| AUFGABEN |
1. Warum ist die deutsche Doku laut misterjack im Forenauszug zur LAMP-Dokumentation veraltet?
2. Setze den Forenauszug zur LAMP-Dokumentation nach dem letzten Satz fort.

| TEXTAUSZUG |
+ + + + + + +

Es sind Flags weggefallen und neue dazu gekommen. In der Doku gibt es nichts von all dem.

PHP:

Diese Informationen von dir sind nicht in der Doku. 

Ich fand die Doku zu LAMP schon immer schei*e (da nicht genung erklärt wurde und wichtige Teile in z.B. "Wie baue ich mir einen MailServer" waren ) aber jetzt ist das einfach nur noch peinlich.

Ich bin nicht so der LAMP Crack, würde aber die Doku schreiben wenn du und die anderen Cracks mir dabei helfen.

Denn dieser Zustand ist in meinen Augen einfach unhaltbar.

----------

## misterjack

 *nic0000 wrote:*   

>  *Anarcho wrote:*   Wo genau ist das Problem? 
> 
> Das die Doku veraltet, ungenau und eher verwirrend als nützlich ist.

 

Jepp, die Doku auf dem deutschen Teil ist veraltet. Das liegt nunmal daran, dass sie noch niemand umgeschrieben hat, obwohl das jeder kann. Ich selber bin noch nicht dazu gekommen

----------

## MALON3

würde mich über ne aktuelle doku freuen!

hab zwar apache am laufen aber an php und mysql hab ich mich noch ned richtig rangetraut....

wegen meiner mangelnden erfahrung könnt ich vieleicht beim korrekturlesen einspringen  :Wink: 

gruß

----------

## Fugee47

also ich hab nur n emerge apache und n emerge mod_php gemacht.

Danach sollten php-seiten korrekt dargestellt werden ...

ach ja, n emerge mysql duerfte auch nix schaden sofern der noch nicht installiert ist.

----------

## dertobi123

Hrm, Doku zu einem simplen LAMP System? Halte ich für überflüssig, so einfach geht das mit Gentoo ...

+ + + + + + +

| DATEN |
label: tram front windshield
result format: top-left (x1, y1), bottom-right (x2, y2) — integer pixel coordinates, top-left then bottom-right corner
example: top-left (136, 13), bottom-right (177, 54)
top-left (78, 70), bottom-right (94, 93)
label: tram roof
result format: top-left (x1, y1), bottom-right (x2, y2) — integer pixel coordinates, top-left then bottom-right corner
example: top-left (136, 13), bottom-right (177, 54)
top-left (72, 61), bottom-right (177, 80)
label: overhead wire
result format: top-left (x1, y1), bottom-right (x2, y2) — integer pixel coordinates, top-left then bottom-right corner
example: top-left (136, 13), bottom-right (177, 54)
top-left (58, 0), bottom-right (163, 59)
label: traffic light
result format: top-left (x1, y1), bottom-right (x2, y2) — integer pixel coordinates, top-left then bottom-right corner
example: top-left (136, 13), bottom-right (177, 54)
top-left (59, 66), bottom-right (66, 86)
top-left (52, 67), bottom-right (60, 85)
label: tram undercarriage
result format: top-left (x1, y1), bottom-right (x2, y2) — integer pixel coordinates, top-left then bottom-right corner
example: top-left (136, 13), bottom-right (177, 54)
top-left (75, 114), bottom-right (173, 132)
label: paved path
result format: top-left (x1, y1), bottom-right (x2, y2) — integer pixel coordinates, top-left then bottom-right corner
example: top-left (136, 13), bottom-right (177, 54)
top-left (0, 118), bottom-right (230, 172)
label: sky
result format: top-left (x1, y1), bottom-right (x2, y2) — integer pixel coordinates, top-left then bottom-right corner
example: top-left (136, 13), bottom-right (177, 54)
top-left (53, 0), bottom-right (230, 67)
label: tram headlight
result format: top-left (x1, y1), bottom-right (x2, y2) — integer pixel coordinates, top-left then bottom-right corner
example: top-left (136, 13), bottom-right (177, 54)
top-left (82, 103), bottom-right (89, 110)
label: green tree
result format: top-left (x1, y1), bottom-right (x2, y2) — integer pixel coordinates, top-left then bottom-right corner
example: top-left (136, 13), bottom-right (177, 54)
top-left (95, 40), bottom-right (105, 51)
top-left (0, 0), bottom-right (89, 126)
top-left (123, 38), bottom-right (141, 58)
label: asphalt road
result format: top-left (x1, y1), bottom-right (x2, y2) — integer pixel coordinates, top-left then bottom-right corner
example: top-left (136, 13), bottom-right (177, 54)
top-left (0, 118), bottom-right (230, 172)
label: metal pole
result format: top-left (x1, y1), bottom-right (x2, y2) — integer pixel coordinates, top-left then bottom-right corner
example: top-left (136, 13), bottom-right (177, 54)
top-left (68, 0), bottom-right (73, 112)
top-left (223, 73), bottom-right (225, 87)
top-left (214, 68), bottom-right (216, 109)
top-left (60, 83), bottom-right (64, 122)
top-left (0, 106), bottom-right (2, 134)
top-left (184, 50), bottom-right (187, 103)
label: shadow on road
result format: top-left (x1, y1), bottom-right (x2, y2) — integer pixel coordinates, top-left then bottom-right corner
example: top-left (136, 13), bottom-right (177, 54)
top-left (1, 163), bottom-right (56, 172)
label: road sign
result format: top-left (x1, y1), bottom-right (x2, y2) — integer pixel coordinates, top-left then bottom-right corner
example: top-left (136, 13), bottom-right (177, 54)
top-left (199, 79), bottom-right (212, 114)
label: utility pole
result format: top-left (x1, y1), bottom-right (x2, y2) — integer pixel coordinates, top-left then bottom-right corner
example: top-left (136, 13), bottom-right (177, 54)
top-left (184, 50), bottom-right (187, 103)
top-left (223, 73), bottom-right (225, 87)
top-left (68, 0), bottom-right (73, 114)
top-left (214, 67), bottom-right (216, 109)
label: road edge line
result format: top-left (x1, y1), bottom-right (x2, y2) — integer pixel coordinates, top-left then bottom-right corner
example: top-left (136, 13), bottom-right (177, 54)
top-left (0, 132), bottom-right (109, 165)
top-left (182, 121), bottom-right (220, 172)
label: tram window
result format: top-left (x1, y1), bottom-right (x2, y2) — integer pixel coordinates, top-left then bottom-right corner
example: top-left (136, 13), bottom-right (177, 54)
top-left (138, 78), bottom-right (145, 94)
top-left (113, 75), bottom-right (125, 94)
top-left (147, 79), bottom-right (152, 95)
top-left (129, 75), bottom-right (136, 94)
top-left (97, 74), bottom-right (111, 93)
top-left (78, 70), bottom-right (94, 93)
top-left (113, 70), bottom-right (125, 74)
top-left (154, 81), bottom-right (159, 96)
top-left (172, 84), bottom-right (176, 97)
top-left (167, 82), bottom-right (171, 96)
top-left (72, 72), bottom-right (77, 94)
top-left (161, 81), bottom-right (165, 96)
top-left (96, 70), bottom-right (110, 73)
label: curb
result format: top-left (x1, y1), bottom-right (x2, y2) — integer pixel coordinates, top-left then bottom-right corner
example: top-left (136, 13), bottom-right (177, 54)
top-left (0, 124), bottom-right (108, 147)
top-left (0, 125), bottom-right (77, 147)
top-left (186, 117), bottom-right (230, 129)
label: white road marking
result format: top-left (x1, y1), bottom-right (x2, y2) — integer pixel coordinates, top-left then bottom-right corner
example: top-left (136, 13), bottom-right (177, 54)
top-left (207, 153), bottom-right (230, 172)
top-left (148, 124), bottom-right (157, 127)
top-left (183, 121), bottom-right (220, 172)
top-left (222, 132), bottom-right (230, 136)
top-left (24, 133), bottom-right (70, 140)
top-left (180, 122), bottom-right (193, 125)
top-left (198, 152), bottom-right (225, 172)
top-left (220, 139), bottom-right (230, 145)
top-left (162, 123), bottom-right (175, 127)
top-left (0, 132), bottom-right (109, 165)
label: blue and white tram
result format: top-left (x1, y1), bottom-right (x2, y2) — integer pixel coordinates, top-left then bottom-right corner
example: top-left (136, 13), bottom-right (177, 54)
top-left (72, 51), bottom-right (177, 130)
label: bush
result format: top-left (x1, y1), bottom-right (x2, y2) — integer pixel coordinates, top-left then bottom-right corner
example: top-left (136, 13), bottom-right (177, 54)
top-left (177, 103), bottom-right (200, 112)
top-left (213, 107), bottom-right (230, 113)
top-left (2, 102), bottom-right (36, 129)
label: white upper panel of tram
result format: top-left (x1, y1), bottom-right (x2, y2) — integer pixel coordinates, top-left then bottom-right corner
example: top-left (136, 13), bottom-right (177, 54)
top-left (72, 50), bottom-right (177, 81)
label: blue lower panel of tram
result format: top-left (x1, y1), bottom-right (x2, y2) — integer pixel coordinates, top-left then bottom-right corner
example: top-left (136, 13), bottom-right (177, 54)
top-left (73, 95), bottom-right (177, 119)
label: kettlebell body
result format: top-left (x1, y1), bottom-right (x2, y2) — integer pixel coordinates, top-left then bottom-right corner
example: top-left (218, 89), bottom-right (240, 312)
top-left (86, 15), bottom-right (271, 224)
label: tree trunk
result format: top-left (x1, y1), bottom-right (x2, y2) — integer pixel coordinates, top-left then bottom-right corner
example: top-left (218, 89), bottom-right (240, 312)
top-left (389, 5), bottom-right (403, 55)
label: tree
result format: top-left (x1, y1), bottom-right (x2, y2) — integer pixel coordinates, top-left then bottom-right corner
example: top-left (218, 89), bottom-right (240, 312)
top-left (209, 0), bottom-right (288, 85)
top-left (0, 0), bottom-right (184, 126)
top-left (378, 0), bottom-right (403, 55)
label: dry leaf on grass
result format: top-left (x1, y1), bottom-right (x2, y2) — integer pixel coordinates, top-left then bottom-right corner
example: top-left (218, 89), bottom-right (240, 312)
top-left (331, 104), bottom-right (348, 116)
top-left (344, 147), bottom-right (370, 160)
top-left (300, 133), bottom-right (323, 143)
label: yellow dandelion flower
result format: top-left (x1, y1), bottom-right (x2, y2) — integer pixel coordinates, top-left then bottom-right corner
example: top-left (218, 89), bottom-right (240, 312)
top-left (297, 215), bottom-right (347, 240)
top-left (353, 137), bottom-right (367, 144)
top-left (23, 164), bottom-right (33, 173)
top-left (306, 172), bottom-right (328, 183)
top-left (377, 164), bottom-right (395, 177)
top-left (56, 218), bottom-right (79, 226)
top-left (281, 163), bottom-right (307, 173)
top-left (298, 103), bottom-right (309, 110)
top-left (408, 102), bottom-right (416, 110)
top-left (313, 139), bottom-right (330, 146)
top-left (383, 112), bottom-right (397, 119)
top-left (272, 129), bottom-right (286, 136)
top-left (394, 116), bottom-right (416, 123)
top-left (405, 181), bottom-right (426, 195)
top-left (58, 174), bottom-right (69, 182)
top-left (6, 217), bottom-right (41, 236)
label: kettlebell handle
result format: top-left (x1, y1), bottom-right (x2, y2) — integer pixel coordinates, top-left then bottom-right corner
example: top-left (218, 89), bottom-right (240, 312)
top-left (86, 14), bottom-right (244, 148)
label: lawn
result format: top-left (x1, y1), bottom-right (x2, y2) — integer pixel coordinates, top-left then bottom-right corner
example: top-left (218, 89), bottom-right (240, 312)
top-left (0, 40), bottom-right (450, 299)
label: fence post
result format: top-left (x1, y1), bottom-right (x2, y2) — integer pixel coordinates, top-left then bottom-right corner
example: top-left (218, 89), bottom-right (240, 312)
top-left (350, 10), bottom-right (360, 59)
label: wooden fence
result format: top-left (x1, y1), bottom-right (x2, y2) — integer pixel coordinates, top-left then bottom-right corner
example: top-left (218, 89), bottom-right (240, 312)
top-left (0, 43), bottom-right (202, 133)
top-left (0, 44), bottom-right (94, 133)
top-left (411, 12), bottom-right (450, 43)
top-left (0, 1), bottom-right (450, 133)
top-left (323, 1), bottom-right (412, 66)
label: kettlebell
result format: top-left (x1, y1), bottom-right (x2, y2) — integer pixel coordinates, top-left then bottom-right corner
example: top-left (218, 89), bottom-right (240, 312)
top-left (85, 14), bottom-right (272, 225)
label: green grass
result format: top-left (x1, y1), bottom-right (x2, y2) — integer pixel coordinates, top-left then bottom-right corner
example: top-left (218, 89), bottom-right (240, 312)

+ + + + + + +

| LÖSUNGEN |
1. Weil sie noch niemand umgeschrieben hat, obwohl das jeder kann.

2.
----------

## nic0000

 *dertobi123 wrote:*   

> Hrm, Doku zu einem simplen LAMP System? Halte ich für überflüssig, so einfach geht das mit Gentoo ...

 

Tut mir Leid 123, aber dieser Post ist an Ignoranz und Überheblichkeit kaum zu überbieten.

Wozu wird dann der Installation von Gentoo ein Handbuch gewitmet, ist doch auch überflüssig, denn es geht so einfach.

Versuch mal ein LAMP System mit der aktuellen Doku aufzusetzen, nicht aus deiner Erfahrung. Geh diese Anleitungen Schritt für Schritt durch und sage mir wo du ankommst.

----------

## Deever

 *dertobi123 wrote:*   

> Hrm, Doku zu einem simplen LAMP System? Halte ich für überflüssig, so einfach geht das mit Gentoo ...

 Überflüssig ist dein Kommentar aber auch. Außerdem geht es unter !Gentoo-Systemen etwa genau so einfach, da ein LAMP-Server verhältnismäßig wenig systemspezifisches Wissen voraussetzt.

 *nic0000 wrote:*   

> Tut mir Leid 123, aber dieser Post ist an Ignoranz und Überheblichkeit kaum zu überbieten.

 Inwiefern überheblich? Wer einen LAMP nicht zum Laufen kriegt, ohne Information beinahe gewalttätig aufgedrückt zu bekommen, sollte sich von Servern überhaupt fernhalten. Wurmnester und Zombie-PCs gibt es schließlich schon genug. Ein kleines Beispiel:

Frage: "Ich habe mein MySQL Rootpasswort vergessen."

Antwort: Google nach "mysql passwort vergessen", der erste Treffer fördert den mysqld-Schalter "--skip-grant-tables" zu Tage.

Was nützt Information, wenn sie nicht benutzt wird?

 *Quote:*   

> Wozu wird dann der Installation von Gentoo ein Handbuch gewitmet, ist doch auch überflüssig, denn es geht so einfach.

 Ich meinerseits habe jedenfalls mein erstes Gentoo nach 9 Monaten SuSE komplett ohne dieses Handbuch aufsetzen können. Alles was ich wissen mußte, war der Name des Paketverwaltungssystem, und diesen erfuhr ich aus jenem ProLinux-Bericht, den ich damals fast unter FreeBSD gelesen hätte. Wenn man darüber hinaus bedenkt....eh nein, da würde ich jetzt zu weit vom Thema abschweifen... :Wink: 

 *Quote:*   

> Versuch mal ein LAMP System mit der aktuellen Doku aufzusetzen, nicht aus deiner Erfahrung. Geh diese Anleitungen Schritt für Schritt durch und sage mir wo du ankommst.

 Wozu diese Übung?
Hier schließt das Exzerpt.